Exercise requirements | A verbatim transcript of the data that follows, free of images, is the expected result.

Supplied material |
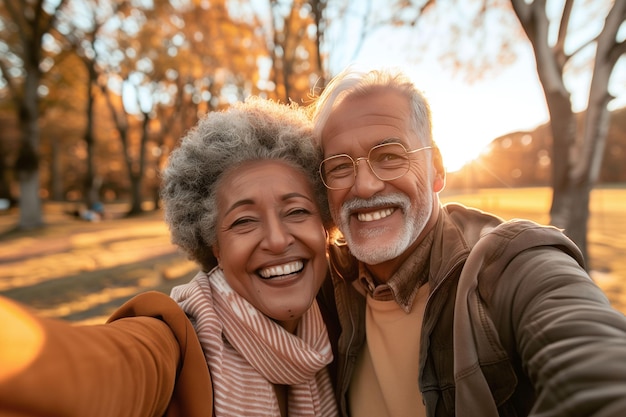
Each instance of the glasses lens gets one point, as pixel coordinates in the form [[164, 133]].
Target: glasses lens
[[389, 161], [338, 171]]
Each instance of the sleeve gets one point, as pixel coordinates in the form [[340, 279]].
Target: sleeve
[[132, 366], [571, 342]]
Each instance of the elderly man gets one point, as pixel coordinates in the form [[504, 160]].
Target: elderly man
[[447, 310]]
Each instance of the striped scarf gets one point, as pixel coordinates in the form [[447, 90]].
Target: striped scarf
[[247, 352]]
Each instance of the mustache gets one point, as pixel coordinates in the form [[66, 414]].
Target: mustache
[[397, 199]]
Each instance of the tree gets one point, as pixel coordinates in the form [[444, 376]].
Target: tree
[[574, 177], [22, 65]]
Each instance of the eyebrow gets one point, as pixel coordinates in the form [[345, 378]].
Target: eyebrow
[[249, 201]]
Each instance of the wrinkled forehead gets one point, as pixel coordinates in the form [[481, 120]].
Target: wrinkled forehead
[[369, 117]]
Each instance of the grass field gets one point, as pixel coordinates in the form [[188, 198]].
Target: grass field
[[81, 271], [606, 234]]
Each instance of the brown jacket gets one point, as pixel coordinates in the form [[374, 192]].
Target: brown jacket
[[146, 361]]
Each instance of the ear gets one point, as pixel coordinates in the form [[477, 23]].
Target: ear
[[216, 253], [439, 181]]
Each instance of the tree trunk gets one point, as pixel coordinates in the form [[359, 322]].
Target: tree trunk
[[27, 164]]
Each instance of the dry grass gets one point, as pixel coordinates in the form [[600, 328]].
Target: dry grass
[[81, 271], [606, 235]]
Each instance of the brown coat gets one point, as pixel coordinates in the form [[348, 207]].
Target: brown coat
[[146, 361]]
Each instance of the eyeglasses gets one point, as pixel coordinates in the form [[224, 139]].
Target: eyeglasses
[[388, 161]]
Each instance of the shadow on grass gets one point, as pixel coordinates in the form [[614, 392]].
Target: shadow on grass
[[90, 294]]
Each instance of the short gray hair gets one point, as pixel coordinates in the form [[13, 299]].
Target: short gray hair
[[353, 82], [256, 129]]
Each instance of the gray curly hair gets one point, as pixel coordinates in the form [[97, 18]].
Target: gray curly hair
[[256, 129]]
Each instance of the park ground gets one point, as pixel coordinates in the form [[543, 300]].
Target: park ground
[[81, 271]]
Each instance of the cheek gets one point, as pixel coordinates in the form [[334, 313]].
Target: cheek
[[336, 199]]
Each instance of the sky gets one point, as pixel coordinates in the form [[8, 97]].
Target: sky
[[468, 116]]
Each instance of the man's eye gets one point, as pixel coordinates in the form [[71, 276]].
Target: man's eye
[[244, 221]]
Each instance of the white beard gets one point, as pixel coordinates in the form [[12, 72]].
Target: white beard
[[373, 252]]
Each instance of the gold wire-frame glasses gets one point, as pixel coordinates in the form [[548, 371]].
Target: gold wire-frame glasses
[[388, 161]]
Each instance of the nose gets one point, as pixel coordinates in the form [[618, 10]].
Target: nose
[[277, 235], [366, 184]]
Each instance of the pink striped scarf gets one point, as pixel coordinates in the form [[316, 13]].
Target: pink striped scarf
[[247, 352]]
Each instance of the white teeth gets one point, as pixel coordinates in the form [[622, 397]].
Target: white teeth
[[278, 270], [375, 215]]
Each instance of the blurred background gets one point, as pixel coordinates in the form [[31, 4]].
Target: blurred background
[[94, 94]]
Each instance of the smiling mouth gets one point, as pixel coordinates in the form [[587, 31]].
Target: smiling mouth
[[375, 215], [281, 270]]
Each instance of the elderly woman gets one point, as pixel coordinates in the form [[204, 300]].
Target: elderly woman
[[242, 199]]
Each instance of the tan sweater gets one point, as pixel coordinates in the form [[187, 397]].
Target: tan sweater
[[385, 382]]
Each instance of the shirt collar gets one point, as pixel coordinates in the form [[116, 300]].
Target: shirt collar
[[405, 282]]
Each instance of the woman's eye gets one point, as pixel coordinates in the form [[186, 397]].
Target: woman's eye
[[244, 221], [298, 212]]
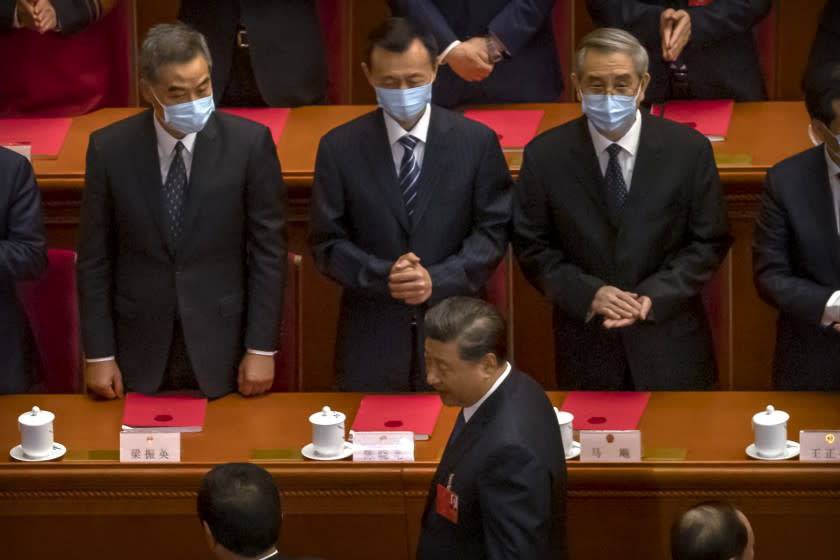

Written answer |
Each instance of the glasses lens gets one point, as pixel coordinates in the form [[164, 133]].
Target: glasses lens
[[389, 161], [338, 171]]
Each instance of the sleeve gets one point, as pixel coordinates in the form [[340, 279]].
Target: sleeve
[[132, 366], [571, 342]]
Each instance of the elderly man gets one point, as pixel coordinates in the form [[504, 160]].
Target: elderly man
[[447, 310]]
Each instance of the striped scarf gets one point, as pixel coordinates in the form [[447, 90]].
Target: striped scarf
[[247, 352]]
Each instance of the mustache gets one point, as pixel coordinates in the form [[66, 414]].
Target: mustache
[[397, 199]]
Each instance of the tree gets one point, as pixel coordinates in the form [[444, 376]].
Target: tree
[[574, 177], [22, 65]]
Each instance of the eyebrow gets one point, as pixel coordinates in the form [[345, 378]].
Target: eyebrow
[[249, 201]]
Each instance of the wrinkled forehead gets one point, as pixel coordinates in the form [[481, 120]].
Target: wrinkled forehead
[[369, 117]]
Each instance of the grass field gets one point, as pixel coordinates in the form [[188, 198]].
Target: grass field
[[81, 271], [606, 234]]
Each instance of the brown jacket gets one point, as pixel coordinates in the form [[374, 192]].
Target: brown jacket
[[146, 361]]
Each instance of the ear gets one point, as pixel coordinates in the form [[477, 23]].
Target: ear
[[216, 253], [439, 181]]
Each instance of the tree trunk gets one point, as pixel coordinates in the form [[359, 322]].
Target: tree trunk
[[27, 164]]
Each instance of the dry grass gets one point, as pixel coordinates in the form [[600, 328]].
Target: dry grass
[[81, 271], [606, 235]]
Each instance of the brown coat gets one point, as pixel coordinates in the form [[348, 207]].
Target: brown coat
[[146, 361]]
Each instance of the eyeglasses gets one point, as pixel coordinates in the form [[224, 139]].
Target: eyeglasses
[[388, 161]]
Each instance of the shadow on grass gets one point, as pixel coordinates in the form [[614, 392]].
Target: shadow on grass
[[90, 294]]
Each instance of the short gray hair gets one point, as pixel coordinates in the form [[13, 299]].
Target: short gray hair
[[353, 82], [256, 129]]
Each instance of the gray curly hair gets one point, as pixel coordinates in the form [[97, 18]].
Target: gray curly hair
[[256, 129]]
Each instance of the park ground gets one point, as pixel coordinates in the form [[543, 300]].
Target: park ground
[[81, 271]]
Each instance of the cheek gets one point, as pixel coordinates in the form [[334, 313]].
Target: cheek
[[336, 199]]
Each instance of the sky gets one point, as pixel coordinates in the form [[8, 97]].
Target: sky
[[468, 116]]
Each instance of the man's eye gets one point, as pixel coordinates in the form [[71, 276]].
Target: man's eye
[[244, 221]]
Each instance of the white beard gets one point, as pixel coordinates in the form [[12, 72]].
Target: white beard
[[373, 252]]
Each instance of the gold wire-frame glasses gets one point, as pixel coordinates in the form [[548, 371]].
Target: gold wire-frame glasses
[[388, 161]]
Each instance of the nose gets one point, as pixel coordinates in the form [[618, 10]].
Target: nose
[[277, 235], [366, 184]]
Each instance of the pink striped scarf gets one point, as pixel coordinates in the form [[316, 13]].
Target: pink striped scarf
[[247, 352]]
Each instance of the white teeth gets one point, as pixel coordinates in the form [[622, 397]].
Target: white teeth
[[278, 270], [375, 215]]
Each instance of the blurred background gets one point, as pixel coordinates in the form [[31, 4]].
Target: blurred background
[[94, 94]]
Each instance of the smiling mouth gets one point, as pixel coordinates in the form [[587, 31]].
Target: smiling mouth
[[375, 215], [281, 270]]
Each instance of the elderly woman gets one point, as pixel coordinates in the form [[204, 300]].
Target: elderly woman
[[242, 199]]
Each instance of the tan sweater gets one point, as pixel coordinates in the form [[187, 397]].
Target: tan sweater
[[385, 382]]
Each instance of the shirt collar gets one point, as pixel coordinates in the form [[116, 300]].
Target: shirt collar
[[405, 282]]
Each instance of the woman's eye gets one point, as pixel coordinates in the form [[186, 397]].
Target: woman's eye
[[244, 221], [298, 212]]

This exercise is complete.